TEXT EXTRACT =>
○ ○ ○

Monday, December 5, 2011

Wrongful Levy Actions

Wrongful Levy Actions

 

            The court ruled in Aspinall, 984 F2d 355 (10th Cir. 1993), that the plaintiffs did not have standing to sue under Section 7426 when the IRS seized gold and currency from the National Commodity and Barter Association in Denver, Colorado because the plaintiffs were merely general creditors and therefore they did not have interest in the property sufficient to confer standing under 7426. Also, a plaintiff whose residence was searched could not claim an interest in the property in his possession at the time of seizure because he was acting as an agent for the account holders.  Fiduciaries have no interest in or lien on property that would give them standing to maintain a wrongful levy action.  This case is very scary because it stands for the proposition that if a third party is holding your funds and the IRS takes the funds for an alleged liability of the third party, then your cause of action is against the third party and not against the IRS.

 

            In Winebenner, 924 F2d 851 (9th Circuit 1991), the court ruled that the exclusive remedy by a third party whose property has been levied or sold by the IRS is an action pursuant to 7426 and a claim for quiet title is barred. 

 

            In Baddour, Inc., 802 F2d 801 (5th Cir 1986), a plaintiff sued both the IRS and the IRS agent working on the case.  The court ruled that the IRS agent is not the proper defendant with respect to any acts for which action could be maintained under Section 7426. 

 

            In Hamilton, 806 F Supp., (D. Conn, 1992), the court ruled that an executed quitclaim deed defeated a levy in spite of the fact that it was not recorded. 

 

 

8:17 am mst 

Monday, November 21, 2011

Case Law on Collection Issues

Case Law on the Offer in Compromise

 

            In the case of Coy, 377 F2d 925, (9th Cir., 1967), the taxpayer sued the IRS because the IRS did not refund a deposit made with an offer in compromise.  The IRS took the position that the amount was part of the proceeds of the sale of property on which the IRS had a lien and the offer was submitted to defeat the collection of tax.  The individual made false statements in the offer for which he was convicted. The court ruled that he could not get the money back because his offer was part of a fraudulent scheme. 

 

            In Feinberg, 372 F.2d 359 (3rd Cir. 1967), the court ruled that the IRS could collect the entire amount of the tax liability in spite of the taxpayer's contention that the three year statute of limitations for assessment had expired.

 

            In the case of Waller, 767 F. Supp 1042(ED Cal 1991), the court ruled that an accepted offer in compromise bars a subsequent refund suit. 

 

            In McGee, 566 F. Supp. 960 MD Fla. 1982), the court ruled that the wording of the check written to the IRS had no binding effect on the IRS to accept it as a offer in compromise.  The requirements for a compromise under Section 7122 were not met and the wording of the check had no effect against the IRS.

○ ○ ○

GIVEN INFORMATION =>
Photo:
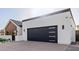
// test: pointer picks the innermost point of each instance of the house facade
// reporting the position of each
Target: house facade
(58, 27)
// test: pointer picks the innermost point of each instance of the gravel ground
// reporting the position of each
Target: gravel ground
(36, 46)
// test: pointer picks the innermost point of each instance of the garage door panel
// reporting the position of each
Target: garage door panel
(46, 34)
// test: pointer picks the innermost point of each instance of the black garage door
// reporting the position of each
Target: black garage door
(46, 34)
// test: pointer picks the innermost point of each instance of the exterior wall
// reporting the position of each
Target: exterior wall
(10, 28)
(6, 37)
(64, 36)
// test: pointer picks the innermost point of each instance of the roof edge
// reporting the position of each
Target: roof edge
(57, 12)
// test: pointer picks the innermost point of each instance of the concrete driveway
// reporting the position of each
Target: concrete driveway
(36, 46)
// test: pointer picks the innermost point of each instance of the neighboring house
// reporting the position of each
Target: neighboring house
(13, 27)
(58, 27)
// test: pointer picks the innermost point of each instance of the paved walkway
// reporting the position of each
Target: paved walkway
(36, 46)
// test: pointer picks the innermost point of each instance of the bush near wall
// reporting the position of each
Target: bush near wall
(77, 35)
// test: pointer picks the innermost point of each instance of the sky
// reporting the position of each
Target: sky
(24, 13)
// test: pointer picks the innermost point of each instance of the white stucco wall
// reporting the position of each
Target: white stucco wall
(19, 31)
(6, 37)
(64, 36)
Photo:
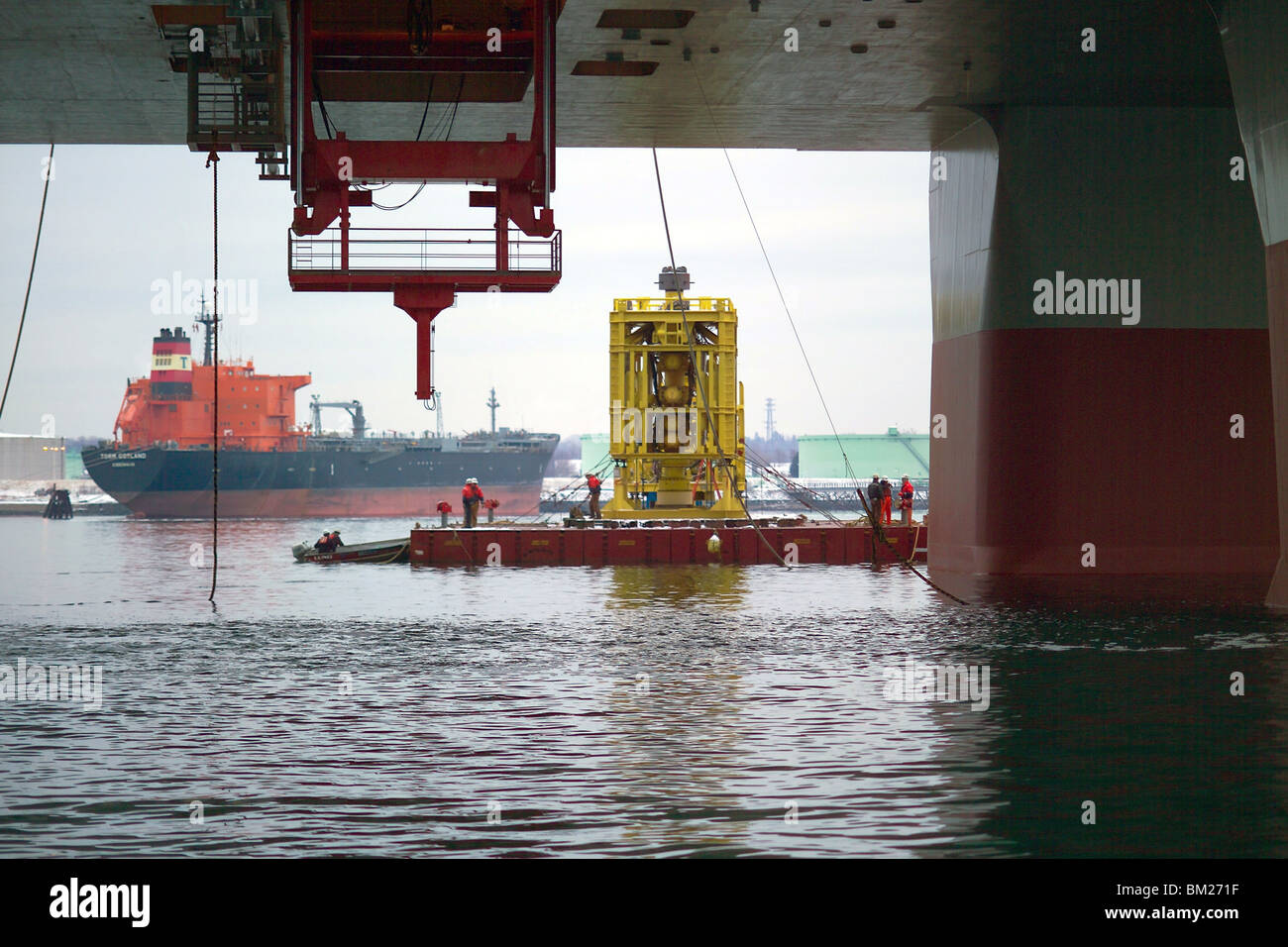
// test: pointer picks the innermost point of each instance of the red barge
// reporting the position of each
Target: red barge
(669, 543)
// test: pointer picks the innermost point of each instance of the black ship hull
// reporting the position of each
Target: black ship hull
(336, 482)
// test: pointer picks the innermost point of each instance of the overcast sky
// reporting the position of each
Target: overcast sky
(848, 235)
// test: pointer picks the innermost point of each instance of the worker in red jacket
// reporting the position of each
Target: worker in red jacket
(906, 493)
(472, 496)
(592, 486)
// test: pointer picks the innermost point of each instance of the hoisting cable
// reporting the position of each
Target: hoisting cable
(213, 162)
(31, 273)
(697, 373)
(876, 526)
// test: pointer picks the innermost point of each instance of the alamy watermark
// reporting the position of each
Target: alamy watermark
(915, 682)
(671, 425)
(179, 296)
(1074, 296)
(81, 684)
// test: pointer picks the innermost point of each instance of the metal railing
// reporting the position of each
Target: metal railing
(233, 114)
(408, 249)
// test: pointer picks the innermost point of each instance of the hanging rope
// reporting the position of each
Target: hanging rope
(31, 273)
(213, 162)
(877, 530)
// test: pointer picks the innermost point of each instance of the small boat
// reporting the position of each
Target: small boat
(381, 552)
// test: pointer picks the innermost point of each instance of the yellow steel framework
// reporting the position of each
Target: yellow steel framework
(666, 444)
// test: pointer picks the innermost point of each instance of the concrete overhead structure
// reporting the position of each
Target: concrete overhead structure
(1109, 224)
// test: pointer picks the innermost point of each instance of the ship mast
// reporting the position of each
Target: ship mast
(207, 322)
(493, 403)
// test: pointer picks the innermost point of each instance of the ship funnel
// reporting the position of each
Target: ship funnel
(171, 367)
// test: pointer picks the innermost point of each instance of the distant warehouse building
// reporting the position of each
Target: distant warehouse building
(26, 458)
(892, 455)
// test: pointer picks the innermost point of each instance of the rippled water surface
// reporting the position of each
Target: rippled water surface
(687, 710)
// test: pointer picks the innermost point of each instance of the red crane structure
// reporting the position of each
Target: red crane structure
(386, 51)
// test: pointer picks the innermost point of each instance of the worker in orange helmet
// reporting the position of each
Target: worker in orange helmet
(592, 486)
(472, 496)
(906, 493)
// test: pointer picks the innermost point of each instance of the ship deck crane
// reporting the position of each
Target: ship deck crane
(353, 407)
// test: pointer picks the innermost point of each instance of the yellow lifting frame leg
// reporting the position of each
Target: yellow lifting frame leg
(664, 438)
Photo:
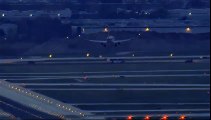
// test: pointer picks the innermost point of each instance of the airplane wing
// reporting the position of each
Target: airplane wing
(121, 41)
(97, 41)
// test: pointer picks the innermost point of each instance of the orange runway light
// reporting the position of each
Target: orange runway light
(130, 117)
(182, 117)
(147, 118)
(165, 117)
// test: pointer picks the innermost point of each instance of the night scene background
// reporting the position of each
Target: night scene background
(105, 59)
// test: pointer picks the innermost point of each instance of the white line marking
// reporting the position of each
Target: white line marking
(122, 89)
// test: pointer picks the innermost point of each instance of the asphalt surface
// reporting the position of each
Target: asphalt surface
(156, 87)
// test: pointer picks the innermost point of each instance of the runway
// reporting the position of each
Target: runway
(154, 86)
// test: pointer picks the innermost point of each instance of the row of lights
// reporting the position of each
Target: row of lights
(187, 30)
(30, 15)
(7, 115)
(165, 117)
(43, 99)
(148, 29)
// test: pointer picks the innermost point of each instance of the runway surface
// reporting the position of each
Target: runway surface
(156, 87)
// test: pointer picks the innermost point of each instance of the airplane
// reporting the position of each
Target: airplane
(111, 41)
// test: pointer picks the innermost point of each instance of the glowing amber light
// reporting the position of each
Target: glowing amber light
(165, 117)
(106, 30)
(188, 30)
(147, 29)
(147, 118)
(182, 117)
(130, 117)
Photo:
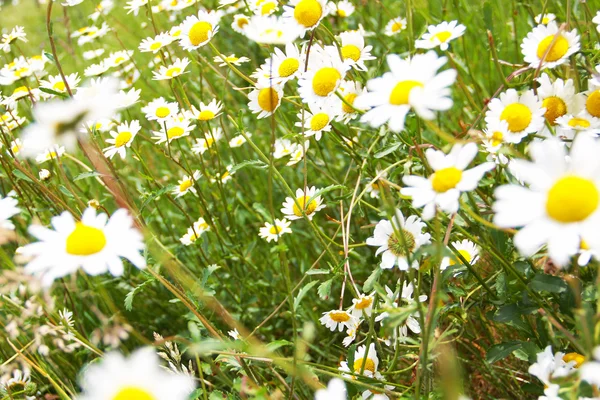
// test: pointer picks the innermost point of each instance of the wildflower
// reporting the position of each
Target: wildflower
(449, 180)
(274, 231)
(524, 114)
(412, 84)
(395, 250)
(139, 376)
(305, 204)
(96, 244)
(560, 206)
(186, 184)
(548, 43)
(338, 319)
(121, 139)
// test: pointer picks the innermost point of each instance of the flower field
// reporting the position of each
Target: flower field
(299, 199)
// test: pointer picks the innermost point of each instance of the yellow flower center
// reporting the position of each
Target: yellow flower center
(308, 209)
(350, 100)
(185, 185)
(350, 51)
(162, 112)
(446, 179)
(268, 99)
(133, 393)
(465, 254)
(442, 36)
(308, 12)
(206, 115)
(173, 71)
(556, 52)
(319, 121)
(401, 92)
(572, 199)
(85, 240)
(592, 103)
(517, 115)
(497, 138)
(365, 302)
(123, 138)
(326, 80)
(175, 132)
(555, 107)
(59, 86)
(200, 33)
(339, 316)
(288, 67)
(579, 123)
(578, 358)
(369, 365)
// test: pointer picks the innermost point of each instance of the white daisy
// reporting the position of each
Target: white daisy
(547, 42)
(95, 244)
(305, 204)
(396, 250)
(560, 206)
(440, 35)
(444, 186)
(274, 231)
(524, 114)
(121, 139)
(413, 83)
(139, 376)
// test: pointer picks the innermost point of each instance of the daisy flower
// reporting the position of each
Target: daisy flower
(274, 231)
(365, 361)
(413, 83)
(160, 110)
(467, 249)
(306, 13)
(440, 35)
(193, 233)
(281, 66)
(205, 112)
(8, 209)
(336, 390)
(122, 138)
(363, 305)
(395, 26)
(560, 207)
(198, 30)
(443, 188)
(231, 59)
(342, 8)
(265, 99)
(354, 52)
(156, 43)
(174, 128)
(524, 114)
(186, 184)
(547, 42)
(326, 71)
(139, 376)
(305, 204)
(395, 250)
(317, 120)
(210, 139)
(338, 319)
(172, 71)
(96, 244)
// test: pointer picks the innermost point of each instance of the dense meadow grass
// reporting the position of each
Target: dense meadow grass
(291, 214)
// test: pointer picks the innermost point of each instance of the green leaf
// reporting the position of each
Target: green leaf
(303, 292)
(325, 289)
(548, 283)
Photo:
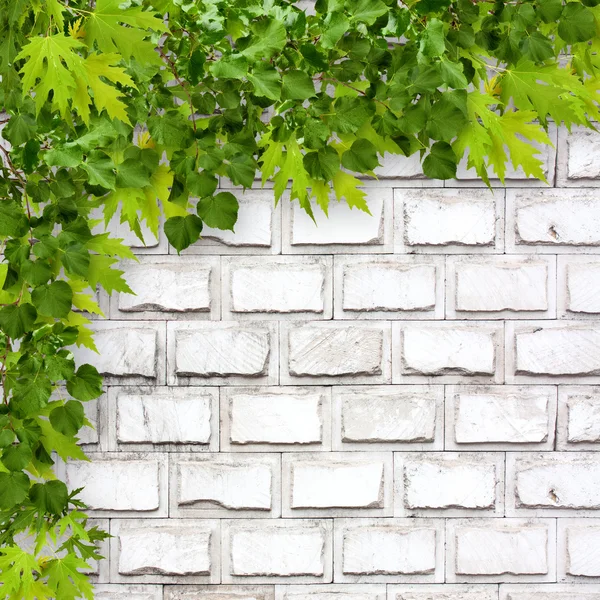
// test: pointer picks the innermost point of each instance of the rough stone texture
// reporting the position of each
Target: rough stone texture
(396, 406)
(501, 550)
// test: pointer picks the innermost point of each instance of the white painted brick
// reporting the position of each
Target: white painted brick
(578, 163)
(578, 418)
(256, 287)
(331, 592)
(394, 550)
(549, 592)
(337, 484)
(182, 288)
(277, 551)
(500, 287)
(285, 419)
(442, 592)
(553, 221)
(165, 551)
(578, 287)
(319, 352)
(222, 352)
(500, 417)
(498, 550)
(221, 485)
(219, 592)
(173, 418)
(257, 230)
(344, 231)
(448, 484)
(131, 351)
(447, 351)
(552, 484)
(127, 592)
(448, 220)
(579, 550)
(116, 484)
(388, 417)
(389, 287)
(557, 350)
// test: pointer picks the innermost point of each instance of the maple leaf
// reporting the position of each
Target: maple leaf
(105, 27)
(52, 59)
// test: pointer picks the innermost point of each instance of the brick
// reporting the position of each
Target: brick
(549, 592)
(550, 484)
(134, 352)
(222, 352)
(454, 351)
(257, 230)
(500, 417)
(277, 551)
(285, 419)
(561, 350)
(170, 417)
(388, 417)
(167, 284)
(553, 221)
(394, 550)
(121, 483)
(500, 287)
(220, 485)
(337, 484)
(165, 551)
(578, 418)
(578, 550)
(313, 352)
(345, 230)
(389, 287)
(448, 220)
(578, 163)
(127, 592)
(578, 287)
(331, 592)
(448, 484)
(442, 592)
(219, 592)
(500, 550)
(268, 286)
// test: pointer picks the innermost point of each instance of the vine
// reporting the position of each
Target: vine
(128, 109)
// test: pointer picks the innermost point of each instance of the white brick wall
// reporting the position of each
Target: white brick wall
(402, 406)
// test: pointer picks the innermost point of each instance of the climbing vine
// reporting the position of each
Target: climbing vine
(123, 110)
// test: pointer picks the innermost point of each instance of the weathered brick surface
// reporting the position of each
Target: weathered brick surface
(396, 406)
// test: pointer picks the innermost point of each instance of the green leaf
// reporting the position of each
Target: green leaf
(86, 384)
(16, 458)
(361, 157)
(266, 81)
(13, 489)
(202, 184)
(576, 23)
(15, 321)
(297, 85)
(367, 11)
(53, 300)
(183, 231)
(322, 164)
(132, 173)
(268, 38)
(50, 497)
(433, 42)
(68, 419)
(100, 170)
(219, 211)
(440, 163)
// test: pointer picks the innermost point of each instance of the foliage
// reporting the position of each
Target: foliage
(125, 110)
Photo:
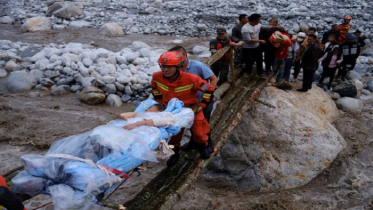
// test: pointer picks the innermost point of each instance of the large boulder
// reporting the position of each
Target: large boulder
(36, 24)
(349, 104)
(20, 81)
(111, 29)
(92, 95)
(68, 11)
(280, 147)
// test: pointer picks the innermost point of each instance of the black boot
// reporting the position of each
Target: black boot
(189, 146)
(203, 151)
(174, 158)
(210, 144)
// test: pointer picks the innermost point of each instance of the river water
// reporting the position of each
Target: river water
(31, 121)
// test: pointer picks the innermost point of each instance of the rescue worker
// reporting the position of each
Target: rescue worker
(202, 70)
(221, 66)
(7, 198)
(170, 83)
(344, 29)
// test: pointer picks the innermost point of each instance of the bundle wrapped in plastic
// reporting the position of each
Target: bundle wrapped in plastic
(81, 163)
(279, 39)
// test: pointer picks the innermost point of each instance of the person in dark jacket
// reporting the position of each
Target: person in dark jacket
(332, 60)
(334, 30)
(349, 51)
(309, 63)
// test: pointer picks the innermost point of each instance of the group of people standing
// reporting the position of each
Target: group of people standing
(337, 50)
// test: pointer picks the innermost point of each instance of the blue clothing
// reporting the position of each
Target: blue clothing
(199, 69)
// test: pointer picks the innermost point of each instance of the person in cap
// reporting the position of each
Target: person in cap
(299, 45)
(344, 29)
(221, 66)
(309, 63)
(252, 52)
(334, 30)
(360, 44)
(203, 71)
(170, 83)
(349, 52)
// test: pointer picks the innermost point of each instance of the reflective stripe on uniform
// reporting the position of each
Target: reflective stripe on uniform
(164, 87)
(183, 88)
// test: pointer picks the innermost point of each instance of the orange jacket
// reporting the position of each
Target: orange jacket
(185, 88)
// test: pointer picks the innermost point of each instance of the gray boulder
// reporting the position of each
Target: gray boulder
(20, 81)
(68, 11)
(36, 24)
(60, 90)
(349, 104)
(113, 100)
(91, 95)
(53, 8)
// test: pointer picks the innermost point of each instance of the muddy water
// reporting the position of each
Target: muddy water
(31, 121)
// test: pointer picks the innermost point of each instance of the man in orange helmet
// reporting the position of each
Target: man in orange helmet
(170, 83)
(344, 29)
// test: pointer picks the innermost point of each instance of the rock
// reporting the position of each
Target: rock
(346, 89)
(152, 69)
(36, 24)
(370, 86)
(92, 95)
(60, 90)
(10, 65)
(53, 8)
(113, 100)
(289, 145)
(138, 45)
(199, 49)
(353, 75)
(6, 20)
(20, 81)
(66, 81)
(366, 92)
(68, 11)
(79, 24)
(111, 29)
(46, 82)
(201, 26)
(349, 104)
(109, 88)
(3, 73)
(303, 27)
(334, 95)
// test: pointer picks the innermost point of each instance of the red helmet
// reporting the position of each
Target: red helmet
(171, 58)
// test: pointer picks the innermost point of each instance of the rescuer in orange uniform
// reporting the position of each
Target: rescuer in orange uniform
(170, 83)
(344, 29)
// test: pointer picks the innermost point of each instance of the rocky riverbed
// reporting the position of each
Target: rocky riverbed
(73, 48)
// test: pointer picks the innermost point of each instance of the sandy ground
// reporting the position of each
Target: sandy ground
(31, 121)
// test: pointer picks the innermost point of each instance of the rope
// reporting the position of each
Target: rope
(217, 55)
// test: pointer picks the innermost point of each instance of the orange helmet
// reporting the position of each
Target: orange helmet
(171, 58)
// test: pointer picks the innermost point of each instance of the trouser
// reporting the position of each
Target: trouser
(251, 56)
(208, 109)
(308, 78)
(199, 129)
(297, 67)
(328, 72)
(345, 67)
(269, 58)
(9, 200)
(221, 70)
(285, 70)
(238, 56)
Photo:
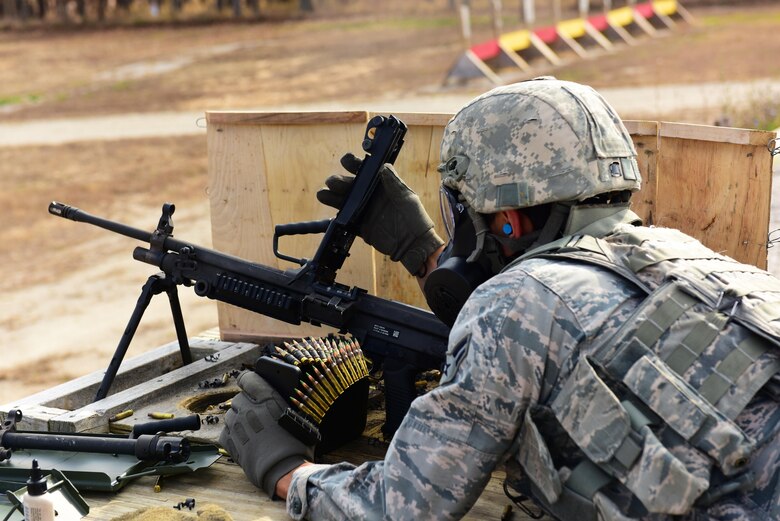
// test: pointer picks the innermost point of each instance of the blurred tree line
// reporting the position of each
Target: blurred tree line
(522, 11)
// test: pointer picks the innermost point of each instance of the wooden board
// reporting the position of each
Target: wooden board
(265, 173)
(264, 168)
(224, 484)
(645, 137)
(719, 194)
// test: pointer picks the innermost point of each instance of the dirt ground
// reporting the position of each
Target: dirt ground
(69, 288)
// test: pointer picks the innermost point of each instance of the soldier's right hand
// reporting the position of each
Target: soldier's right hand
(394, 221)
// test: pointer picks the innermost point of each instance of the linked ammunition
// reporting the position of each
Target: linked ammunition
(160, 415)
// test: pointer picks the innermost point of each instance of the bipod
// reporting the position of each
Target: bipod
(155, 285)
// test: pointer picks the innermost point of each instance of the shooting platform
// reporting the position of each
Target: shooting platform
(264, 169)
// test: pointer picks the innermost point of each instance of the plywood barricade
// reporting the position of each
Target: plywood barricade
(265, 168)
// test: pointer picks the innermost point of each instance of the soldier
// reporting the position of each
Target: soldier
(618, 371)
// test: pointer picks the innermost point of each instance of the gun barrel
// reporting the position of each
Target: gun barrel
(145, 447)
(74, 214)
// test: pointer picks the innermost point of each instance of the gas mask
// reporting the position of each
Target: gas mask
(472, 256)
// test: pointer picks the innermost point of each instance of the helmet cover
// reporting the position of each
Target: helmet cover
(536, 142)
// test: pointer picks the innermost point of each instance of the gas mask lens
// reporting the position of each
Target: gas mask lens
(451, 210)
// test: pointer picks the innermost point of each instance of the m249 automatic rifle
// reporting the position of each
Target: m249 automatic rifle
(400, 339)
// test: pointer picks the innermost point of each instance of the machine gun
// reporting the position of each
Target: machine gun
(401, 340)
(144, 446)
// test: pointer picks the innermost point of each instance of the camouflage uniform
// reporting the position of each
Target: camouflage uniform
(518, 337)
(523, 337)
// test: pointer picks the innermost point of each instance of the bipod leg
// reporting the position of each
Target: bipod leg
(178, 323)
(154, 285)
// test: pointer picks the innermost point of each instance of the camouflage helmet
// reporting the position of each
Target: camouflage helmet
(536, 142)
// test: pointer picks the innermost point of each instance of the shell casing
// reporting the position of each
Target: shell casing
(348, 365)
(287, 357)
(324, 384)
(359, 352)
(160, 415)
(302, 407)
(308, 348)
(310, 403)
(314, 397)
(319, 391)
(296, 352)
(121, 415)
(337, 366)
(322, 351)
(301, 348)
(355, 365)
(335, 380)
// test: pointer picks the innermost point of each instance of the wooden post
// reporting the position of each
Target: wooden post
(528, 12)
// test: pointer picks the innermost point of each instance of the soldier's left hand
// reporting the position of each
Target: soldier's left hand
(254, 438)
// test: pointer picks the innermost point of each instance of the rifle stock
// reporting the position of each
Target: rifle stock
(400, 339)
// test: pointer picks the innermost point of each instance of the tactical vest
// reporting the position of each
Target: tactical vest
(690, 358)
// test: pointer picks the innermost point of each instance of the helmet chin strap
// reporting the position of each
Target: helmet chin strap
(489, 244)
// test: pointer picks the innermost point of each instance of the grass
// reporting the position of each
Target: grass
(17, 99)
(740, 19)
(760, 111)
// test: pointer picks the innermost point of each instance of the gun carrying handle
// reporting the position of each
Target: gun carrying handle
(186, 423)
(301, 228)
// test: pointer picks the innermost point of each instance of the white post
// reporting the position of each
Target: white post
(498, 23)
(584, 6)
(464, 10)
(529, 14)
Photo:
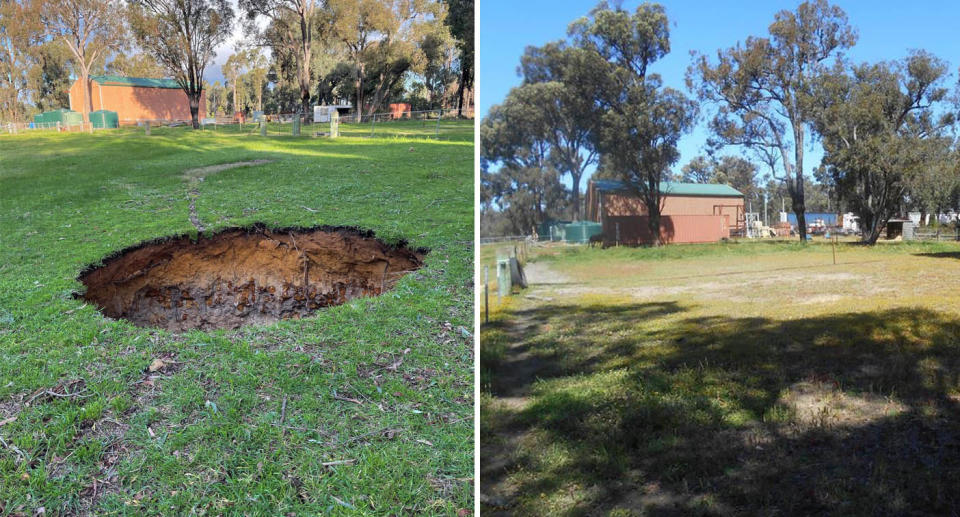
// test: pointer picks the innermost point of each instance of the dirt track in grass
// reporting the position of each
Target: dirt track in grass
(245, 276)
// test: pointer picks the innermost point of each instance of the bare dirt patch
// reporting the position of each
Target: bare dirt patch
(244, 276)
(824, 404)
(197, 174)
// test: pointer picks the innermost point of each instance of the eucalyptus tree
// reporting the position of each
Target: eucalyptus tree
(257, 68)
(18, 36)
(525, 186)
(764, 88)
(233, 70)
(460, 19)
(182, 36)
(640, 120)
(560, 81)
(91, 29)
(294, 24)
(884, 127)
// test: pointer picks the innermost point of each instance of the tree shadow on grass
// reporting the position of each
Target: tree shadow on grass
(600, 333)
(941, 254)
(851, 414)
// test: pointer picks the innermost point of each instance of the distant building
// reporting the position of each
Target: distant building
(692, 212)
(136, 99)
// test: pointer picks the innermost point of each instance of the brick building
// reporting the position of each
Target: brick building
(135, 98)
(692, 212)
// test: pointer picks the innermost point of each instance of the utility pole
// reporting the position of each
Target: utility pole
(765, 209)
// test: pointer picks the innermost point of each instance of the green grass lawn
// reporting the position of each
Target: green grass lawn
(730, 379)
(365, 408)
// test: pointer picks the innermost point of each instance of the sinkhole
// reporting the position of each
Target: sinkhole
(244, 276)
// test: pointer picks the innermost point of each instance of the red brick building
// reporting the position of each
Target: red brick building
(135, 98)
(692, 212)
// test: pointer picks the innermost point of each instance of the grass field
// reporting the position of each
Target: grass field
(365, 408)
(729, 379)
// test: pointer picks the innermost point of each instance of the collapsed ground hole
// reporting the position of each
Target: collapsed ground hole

○ ○ ○

TASK LIST =>
a) In the tax case summaries, what did the court rule in Hamilton?
b) From the tax case summaries, pull out the passage that begins at the words "Case Law on Collection" and ends after "assessment had expired.".
You won't need the lines to do this.

ANSWERS TO THE PROBLEMS =>
a) An executed quitclaim deed defeated a levy even though it was not recorded.

b)
Case Law on Collection Issues

Case Law on the Offer in Compromise

 

            In the case of Coy, 377 F2d 925, (9th Cir., 1967), the taxpayer sued the IRS because the IRS did not refund a deposit made with an offer in compromise.  The IRS took the position that the amount was part of the proceeds of the sale of property on which the IRS had a lien and the offer was submitted to defeat the collection of tax.  The individual made false statements in the offer for which he was convicted. The court ruled that he could not get the money back because his offer was part of a fraudulent scheme. 

 

            In Feinberg, 372 F.2d 359 (3rd Cir. 1967), the court ruled that the IRS could collect the entire amount of the tax liability in spite of the taxpayer's contention that the three year statute of limitations for assessment had expired.